GIVEN DATA:
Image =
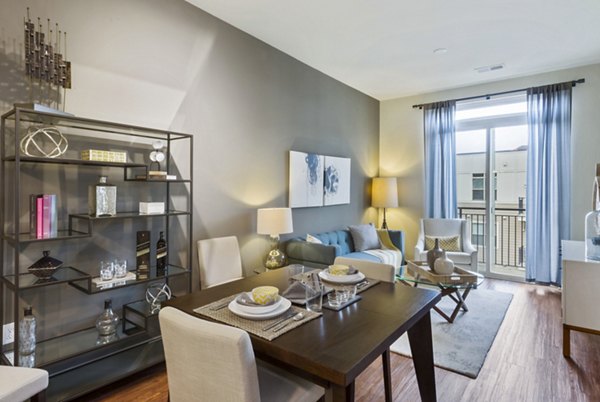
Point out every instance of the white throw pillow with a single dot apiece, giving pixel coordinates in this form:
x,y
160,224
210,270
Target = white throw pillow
x,y
312,239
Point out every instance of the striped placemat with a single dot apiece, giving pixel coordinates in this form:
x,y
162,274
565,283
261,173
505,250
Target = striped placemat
x,y
255,327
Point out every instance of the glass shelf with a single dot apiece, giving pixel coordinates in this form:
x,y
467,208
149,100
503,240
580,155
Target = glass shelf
x,y
61,275
73,344
62,235
33,159
86,285
127,215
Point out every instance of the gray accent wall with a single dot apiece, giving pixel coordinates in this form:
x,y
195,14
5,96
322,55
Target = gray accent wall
x,y
169,65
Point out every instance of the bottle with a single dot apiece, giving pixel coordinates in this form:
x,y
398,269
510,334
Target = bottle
x,y
592,226
27,332
161,255
102,198
108,320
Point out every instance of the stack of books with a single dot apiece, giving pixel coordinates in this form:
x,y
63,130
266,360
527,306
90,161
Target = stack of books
x,y
43,221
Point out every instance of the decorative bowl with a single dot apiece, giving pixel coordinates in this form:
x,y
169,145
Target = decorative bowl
x,y
45,266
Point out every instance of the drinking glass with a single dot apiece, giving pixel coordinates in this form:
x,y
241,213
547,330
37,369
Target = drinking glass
x,y
314,294
107,270
334,298
120,268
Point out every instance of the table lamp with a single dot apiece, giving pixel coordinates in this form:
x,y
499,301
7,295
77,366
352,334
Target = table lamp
x,y
385,195
274,221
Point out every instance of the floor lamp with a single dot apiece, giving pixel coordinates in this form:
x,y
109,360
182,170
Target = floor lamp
x,y
273,222
385,195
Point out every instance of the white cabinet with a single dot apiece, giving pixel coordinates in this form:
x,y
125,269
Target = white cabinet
x,y
581,296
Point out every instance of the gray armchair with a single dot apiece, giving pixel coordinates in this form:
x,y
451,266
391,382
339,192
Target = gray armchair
x,y
465,258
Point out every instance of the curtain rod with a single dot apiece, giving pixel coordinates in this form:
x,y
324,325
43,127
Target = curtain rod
x,y
487,96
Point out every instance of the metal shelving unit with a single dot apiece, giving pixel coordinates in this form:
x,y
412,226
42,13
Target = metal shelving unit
x,y
79,360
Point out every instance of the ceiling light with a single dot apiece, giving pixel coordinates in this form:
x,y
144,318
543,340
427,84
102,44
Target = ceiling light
x,y
492,67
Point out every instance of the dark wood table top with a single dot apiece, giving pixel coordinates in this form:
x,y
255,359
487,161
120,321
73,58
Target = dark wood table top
x,y
338,346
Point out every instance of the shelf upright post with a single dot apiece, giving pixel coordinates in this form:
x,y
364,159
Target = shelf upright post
x,y
191,215
2,235
16,228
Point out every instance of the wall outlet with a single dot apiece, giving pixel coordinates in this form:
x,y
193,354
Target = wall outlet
x,y
8,333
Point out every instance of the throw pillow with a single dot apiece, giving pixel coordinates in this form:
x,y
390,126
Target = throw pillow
x,y
448,243
312,239
364,237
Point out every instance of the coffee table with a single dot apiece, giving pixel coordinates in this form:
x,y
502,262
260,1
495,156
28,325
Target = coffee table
x,y
456,285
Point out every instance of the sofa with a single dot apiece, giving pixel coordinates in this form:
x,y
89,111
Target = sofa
x,y
336,243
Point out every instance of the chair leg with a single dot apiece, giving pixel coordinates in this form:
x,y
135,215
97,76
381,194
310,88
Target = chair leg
x,y
39,397
387,375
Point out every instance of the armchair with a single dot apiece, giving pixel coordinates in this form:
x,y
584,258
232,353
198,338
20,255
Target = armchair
x,y
465,258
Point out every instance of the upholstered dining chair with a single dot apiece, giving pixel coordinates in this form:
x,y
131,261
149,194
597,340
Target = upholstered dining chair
x,y
23,383
207,361
219,261
384,273
455,233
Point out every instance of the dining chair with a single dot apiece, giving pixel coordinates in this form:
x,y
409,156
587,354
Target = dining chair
x,y
456,233
219,261
385,273
208,361
23,383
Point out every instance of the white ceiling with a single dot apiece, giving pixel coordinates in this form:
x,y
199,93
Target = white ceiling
x,y
385,48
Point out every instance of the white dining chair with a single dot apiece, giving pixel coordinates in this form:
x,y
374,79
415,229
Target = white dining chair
x,y
207,361
384,273
219,261
23,383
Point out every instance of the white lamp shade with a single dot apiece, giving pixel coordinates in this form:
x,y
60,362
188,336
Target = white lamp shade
x,y
274,221
385,192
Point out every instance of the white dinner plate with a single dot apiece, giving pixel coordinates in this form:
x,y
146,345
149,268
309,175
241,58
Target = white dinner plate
x,y
345,279
258,309
282,307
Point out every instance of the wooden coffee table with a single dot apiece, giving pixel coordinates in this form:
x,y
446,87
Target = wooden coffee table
x,y
456,285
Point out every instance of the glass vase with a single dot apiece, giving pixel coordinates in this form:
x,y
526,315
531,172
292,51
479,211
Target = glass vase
x,y
107,323
592,235
27,333
102,198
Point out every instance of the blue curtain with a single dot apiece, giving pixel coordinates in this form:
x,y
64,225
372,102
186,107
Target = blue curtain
x,y
548,180
440,160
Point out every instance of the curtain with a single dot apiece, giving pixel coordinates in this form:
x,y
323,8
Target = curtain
x,y
548,180
440,160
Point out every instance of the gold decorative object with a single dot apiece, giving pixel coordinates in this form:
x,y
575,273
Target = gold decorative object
x,y
44,141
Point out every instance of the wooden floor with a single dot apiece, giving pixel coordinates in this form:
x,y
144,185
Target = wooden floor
x,y
525,362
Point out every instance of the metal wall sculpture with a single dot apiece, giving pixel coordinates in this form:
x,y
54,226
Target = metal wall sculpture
x,y
44,61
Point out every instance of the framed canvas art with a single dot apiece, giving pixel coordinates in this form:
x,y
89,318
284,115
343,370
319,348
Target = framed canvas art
x,y
306,179
336,181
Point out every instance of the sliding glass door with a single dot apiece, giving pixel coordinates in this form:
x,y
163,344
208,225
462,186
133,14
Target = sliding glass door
x,y
491,159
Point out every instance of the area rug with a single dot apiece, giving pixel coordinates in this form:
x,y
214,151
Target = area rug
x,y
462,346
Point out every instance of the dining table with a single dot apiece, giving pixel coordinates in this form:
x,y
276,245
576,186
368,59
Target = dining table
x,y
333,349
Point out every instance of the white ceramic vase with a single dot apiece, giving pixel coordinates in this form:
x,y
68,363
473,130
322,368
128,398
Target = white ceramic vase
x,y
443,265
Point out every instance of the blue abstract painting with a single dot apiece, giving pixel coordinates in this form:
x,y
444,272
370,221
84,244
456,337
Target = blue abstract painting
x,y
306,179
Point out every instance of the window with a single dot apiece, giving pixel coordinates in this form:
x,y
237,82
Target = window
x,y
477,234
478,188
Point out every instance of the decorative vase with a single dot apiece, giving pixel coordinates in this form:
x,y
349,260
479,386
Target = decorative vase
x,y
592,226
27,333
433,254
107,323
161,255
443,265
102,198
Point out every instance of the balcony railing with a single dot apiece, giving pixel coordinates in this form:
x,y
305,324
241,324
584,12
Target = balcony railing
x,y
509,240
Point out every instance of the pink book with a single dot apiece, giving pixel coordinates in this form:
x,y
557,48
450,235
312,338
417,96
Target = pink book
x,y
39,214
46,218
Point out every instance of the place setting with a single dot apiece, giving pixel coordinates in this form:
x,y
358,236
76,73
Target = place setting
x,y
261,311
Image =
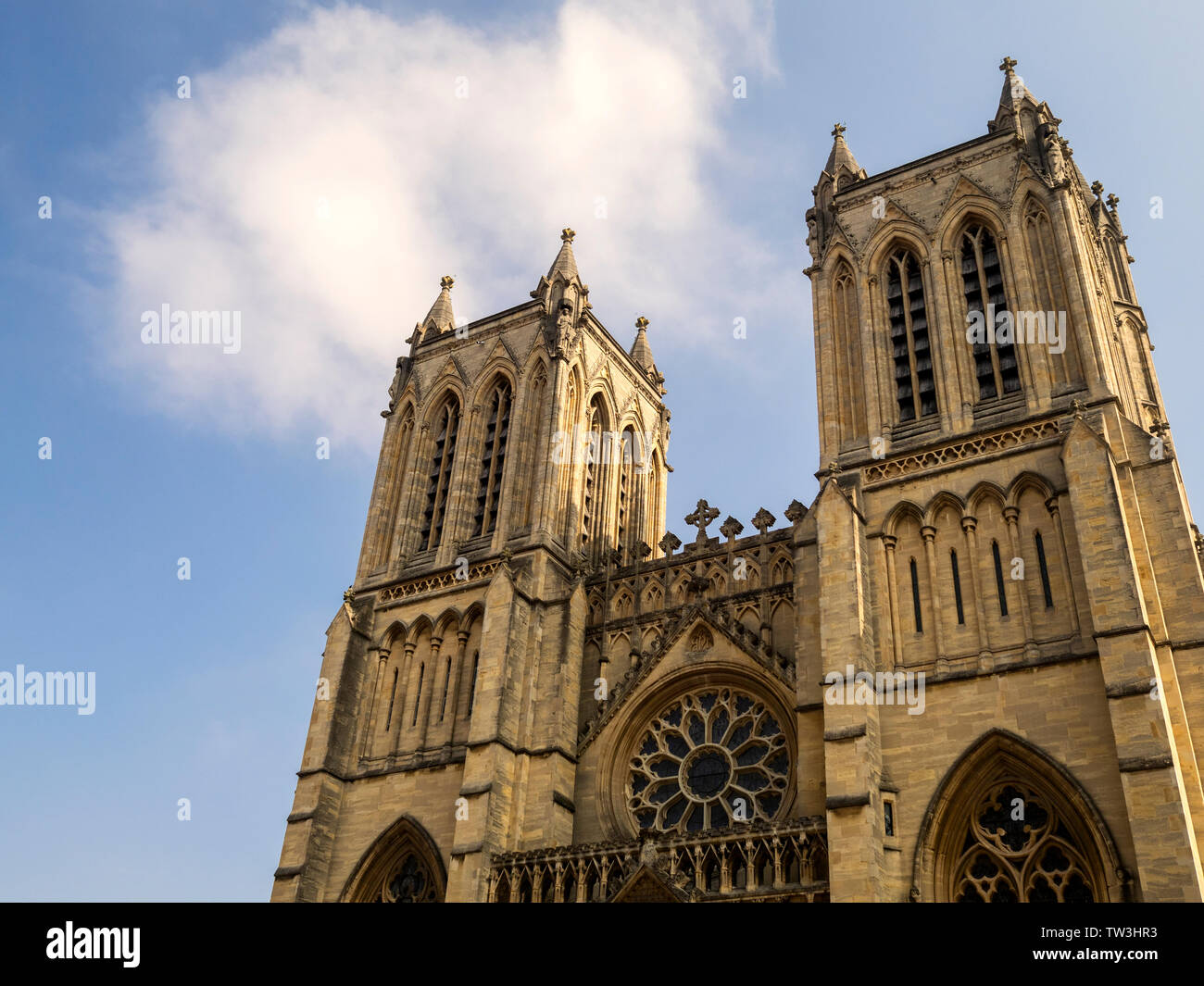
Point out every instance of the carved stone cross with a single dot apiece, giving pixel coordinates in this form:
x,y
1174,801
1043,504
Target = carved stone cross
x,y
763,520
701,517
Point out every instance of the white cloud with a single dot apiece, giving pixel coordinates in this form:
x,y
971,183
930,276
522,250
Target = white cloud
x,y
321,183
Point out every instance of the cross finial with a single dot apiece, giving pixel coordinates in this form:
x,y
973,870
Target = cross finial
x,y
701,517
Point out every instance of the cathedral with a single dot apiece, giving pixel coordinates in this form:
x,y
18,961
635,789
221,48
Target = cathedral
x,y
971,669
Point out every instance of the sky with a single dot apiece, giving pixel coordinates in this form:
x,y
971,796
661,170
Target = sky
x,y
329,165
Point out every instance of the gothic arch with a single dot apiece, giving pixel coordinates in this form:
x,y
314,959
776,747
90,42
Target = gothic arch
x,y
940,501
966,211
417,628
470,616
1028,481
904,508
392,634
497,368
446,624
404,865
984,492
624,734
450,389
972,846
895,235
838,253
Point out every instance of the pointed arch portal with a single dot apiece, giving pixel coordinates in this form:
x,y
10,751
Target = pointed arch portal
x,y
401,867
1010,825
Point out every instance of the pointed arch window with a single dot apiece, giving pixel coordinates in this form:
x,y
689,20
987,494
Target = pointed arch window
x,y
630,492
446,424
493,459
1046,572
998,578
537,425
915,597
915,387
995,361
397,477
1118,264
958,586
1048,287
472,681
597,456
849,384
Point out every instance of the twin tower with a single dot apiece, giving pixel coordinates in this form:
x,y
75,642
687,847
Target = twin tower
x,y
971,669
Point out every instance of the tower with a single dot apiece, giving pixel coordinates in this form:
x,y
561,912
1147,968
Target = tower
x,y
998,468
971,669
518,450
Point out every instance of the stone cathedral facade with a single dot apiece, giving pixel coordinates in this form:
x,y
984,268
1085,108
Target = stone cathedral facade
x,y
971,669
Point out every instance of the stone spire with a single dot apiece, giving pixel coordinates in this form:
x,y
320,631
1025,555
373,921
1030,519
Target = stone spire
x,y
842,156
1012,95
565,261
841,171
642,353
561,291
440,319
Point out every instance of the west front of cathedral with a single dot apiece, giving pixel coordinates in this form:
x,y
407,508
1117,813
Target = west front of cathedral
x,y
971,669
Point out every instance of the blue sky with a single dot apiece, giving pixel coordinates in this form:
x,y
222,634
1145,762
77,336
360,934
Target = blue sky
x,y
205,686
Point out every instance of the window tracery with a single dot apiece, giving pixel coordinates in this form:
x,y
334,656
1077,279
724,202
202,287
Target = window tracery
x,y
710,757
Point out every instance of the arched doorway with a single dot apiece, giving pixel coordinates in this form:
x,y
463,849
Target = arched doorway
x,y
401,867
1010,825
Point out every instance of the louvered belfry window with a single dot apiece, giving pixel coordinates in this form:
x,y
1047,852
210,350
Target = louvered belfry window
x,y
446,423
914,384
995,363
493,460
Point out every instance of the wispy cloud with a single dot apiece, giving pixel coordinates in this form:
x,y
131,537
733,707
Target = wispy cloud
x,y
321,183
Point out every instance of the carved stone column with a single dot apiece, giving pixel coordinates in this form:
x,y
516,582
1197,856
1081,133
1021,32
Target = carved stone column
x,y
370,729
408,665
1051,505
930,552
889,543
970,528
1011,514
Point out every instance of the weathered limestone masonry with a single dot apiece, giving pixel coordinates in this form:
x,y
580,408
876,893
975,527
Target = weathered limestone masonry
x,y
972,669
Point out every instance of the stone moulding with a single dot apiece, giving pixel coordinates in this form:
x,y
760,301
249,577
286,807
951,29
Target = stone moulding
x,y
959,452
436,580
597,870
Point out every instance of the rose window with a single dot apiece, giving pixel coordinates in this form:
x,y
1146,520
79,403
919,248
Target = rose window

THE PROBLEM: Can you repeat only the rows that run from the line containing "Point out every instance of the arched" through the last row, inclusive, swapping "single dot" for "single marker" and changing nothing else?

COMPLETED EXERCISE:
Point out every instance of the arched doorway with a single marker apiece, giving pixel coordinates in this form:
x,y
463,849
Target = arched doorway
x,y
401,867
1010,825
Point out every instance of the louvered belfry window with a single marker apiece, giving pixel coordinates in this form:
x,y
1047,852
210,350
Target = louvered belfry window
x,y
446,423
914,384
995,363
493,460
Point out every instance of the wispy cloud with a single marker apiece, giving pixel coordinates in this form:
x,y
131,537
733,707
Target = wispy cloud
x,y
321,183
Point out every instance of the carved stone column with a single marker apiece, giving pixel coordinates in this form:
x,y
516,582
1197,856
1081,133
1021,32
Target = carved stone column
x,y
370,729
408,665
1051,505
930,552
889,543
970,528
1011,514
Point out every instance of the weathered limestone masonry with a single marker apiece, giving pixel coordinates in this form:
x,y
580,408
876,893
975,527
Target = weathered limestone masonry
x,y
972,669
Point out every instance of the stone moulding with a single marker apiece, giving pixel coordinates in this form:
x,y
760,301
249,577
286,807
951,29
Target = stone moulding
x,y
959,452
436,580
597,870
Point out every instance of the rose window with a single marker apiece, giving pixel coordinates in this form:
x,y
1146,520
79,403
919,248
Target = rose window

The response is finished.